Rewrite all of the records below as one numbered list, one line per item, skipping any blank lines.

---------------

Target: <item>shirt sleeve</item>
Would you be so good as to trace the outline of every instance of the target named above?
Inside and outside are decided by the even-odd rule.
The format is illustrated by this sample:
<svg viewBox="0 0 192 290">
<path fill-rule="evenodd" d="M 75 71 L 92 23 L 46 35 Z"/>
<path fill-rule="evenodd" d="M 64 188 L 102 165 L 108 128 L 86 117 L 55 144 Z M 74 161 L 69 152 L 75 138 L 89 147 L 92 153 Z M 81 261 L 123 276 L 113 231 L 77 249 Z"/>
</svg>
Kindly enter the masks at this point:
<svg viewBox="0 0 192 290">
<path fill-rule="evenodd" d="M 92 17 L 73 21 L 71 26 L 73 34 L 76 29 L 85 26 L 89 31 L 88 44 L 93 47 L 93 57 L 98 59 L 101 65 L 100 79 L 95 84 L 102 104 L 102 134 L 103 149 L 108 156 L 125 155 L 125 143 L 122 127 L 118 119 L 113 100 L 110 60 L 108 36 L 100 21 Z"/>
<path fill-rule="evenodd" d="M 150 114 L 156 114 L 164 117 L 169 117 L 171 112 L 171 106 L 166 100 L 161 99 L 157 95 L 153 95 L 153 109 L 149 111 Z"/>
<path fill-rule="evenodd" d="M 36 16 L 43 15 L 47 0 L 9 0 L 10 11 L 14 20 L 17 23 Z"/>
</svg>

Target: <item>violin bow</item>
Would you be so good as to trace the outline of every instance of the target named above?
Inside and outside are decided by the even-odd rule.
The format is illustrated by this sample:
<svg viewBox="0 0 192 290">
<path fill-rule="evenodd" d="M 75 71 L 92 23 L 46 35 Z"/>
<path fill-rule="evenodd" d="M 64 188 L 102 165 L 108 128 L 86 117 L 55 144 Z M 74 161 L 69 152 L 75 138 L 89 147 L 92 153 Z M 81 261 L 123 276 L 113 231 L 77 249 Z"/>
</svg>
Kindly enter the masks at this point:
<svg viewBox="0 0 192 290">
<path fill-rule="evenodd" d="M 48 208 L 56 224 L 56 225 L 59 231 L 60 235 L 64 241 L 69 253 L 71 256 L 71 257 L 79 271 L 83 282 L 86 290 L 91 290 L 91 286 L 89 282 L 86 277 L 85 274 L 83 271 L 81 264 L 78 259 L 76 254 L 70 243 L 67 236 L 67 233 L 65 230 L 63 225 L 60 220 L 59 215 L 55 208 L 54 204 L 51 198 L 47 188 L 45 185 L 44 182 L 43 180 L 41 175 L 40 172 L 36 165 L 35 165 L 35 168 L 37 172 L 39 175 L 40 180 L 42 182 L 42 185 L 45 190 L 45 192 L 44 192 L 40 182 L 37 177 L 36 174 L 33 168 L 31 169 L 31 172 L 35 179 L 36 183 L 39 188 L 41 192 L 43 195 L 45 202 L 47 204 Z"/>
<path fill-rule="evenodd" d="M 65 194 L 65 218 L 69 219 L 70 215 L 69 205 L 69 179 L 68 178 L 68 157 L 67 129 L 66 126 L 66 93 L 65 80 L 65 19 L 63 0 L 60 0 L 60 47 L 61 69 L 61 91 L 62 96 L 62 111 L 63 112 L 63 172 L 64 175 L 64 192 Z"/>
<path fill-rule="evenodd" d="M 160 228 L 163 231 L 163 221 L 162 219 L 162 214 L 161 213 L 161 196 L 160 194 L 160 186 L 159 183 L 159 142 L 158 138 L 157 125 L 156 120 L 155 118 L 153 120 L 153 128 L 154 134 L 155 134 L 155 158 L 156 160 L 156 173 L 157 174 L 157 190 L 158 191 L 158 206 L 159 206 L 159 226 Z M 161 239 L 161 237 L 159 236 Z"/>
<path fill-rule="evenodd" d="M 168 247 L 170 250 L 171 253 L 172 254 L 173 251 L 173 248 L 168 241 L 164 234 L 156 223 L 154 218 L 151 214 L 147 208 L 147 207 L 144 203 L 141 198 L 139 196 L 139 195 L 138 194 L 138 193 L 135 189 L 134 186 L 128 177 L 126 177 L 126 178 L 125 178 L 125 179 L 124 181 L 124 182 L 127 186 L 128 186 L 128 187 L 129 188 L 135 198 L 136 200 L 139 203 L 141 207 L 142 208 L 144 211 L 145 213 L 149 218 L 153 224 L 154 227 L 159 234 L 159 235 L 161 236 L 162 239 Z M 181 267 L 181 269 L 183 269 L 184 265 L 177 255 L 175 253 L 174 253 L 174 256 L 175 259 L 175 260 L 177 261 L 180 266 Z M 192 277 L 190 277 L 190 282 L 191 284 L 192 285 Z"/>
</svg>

---------------

**EXERCISE OUTPUT**
1. Target: <item>shirt sleeve</item>
2. Would you be so good as to trace the outline of every instance of the target named above?
3. Inside and outside are decided by the even-odd rule.
4. The format is illustrated by this sample:
5. <svg viewBox="0 0 192 290">
6. <path fill-rule="evenodd" d="M 75 71 L 92 23 L 46 35 Z"/>
7. <path fill-rule="evenodd" d="M 64 188 L 102 165 L 108 128 L 86 117 L 55 144 Z M 74 161 L 69 152 L 75 138 L 89 147 L 92 153 Z M 81 261 L 123 276 L 113 231 L 77 249 Z"/>
8. </svg>
9. Kindly enter the masks at this point:
10. <svg viewBox="0 0 192 290">
11. <path fill-rule="evenodd" d="M 92 17 L 73 21 L 71 26 L 73 34 L 76 29 L 85 26 L 89 31 L 88 44 L 93 47 L 93 57 L 98 59 L 101 65 L 100 79 L 95 84 L 102 104 L 102 134 L 103 149 L 108 156 L 125 155 L 125 143 L 122 127 L 118 119 L 113 100 L 110 60 L 108 36 L 100 21 Z"/>
12. <path fill-rule="evenodd" d="M 150 114 L 156 114 L 164 117 L 169 117 L 171 112 L 171 106 L 166 100 L 161 99 L 157 95 L 153 95 L 153 109 L 149 111 Z"/>
13. <path fill-rule="evenodd" d="M 36 16 L 43 15 L 47 0 L 9 0 L 10 11 L 14 20 L 17 23 Z"/>
14. </svg>
15. Target: <item>violin bow</item>
16. Would you be so good as to trace the outline of every instance of the target named above?
17. Inside and outside are decided by the even-odd rule.
18. The format is illustrated by this sample:
19. <svg viewBox="0 0 192 290">
20. <path fill-rule="evenodd" d="M 75 71 L 92 23 L 46 35 Z"/>
21. <path fill-rule="evenodd" d="M 64 188 L 102 165 L 108 128 L 86 117 L 55 144 Z M 74 161 L 69 152 L 75 138 L 89 147 L 92 153 Z M 81 261 L 123 276 L 113 231 L 77 249 Z"/>
22. </svg>
23. Kindly enter the masks at this point:
24. <svg viewBox="0 0 192 290">
25. <path fill-rule="evenodd" d="M 48 208 L 56 224 L 56 225 L 59 231 L 60 235 L 64 241 L 69 253 L 71 256 L 71 257 L 79 271 L 83 282 L 86 290 L 91 290 L 91 286 L 89 282 L 86 277 L 85 274 L 83 271 L 81 264 L 78 259 L 76 254 L 70 243 L 67 236 L 67 233 L 65 230 L 63 225 L 60 220 L 59 215 L 55 208 L 54 204 L 51 198 L 47 188 L 45 185 L 44 182 L 43 180 L 41 175 L 40 172 L 36 165 L 35 165 L 35 168 L 37 172 L 39 175 L 40 180 L 42 182 L 42 185 L 45 190 L 45 192 L 44 192 L 40 182 L 37 177 L 36 174 L 33 168 L 31 169 L 31 172 L 35 179 L 36 183 L 39 188 L 41 192 L 43 195 L 45 202 L 47 204 Z"/>
26. <path fill-rule="evenodd" d="M 65 194 L 65 218 L 69 219 L 70 215 L 69 205 L 69 179 L 68 178 L 68 157 L 67 129 L 66 126 L 66 93 L 65 80 L 65 19 L 63 0 L 60 0 L 60 47 L 61 69 L 61 91 L 62 96 L 62 111 L 63 112 L 63 172 L 64 175 L 64 192 Z"/>
27. <path fill-rule="evenodd" d="M 160 228 L 163 231 L 163 221 L 162 219 L 162 214 L 161 213 L 161 196 L 160 194 L 160 186 L 159 183 L 159 142 L 158 138 L 157 125 L 156 120 L 155 118 L 153 120 L 153 128 L 154 134 L 155 134 L 155 158 L 156 160 L 156 173 L 157 174 L 157 190 L 158 191 L 158 206 L 159 206 L 159 226 Z M 161 239 L 161 237 L 159 236 Z"/>
28. <path fill-rule="evenodd" d="M 168 247 L 170 250 L 171 253 L 172 254 L 173 251 L 173 248 L 168 241 L 164 234 L 156 223 L 154 218 L 151 214 L 147 208 L 147 207 L 144 203 L 141 198 L 139 196 L 139 195 L 138 194 L 138 193 L 135 189 L 134 186 L 128 177 L 126 177 L 126 178 L 125 178 L 125 179 L 124 181 L 124 182 L 127 186 L 128 186 L 128 187 L 129 188 L 135 198 L 136 200 L 139 203 L 141 207 L 142 208 L 144 211 L 145 213 L 149 218 L 153 224 L 154 227 L 159 234 L 159 235 L 161 236 L 162 239 Z M 181 267 L 181 269 L 183 269 L 184 265 L 177 255 L 175 253 L 174 253 L 174 256 L 175 259 L 175 260 L 177 261 L 180 266 Z M 192 277 L 190 277 L 190 282 L 191 284 L 192 285 Z"/>
29. </svg>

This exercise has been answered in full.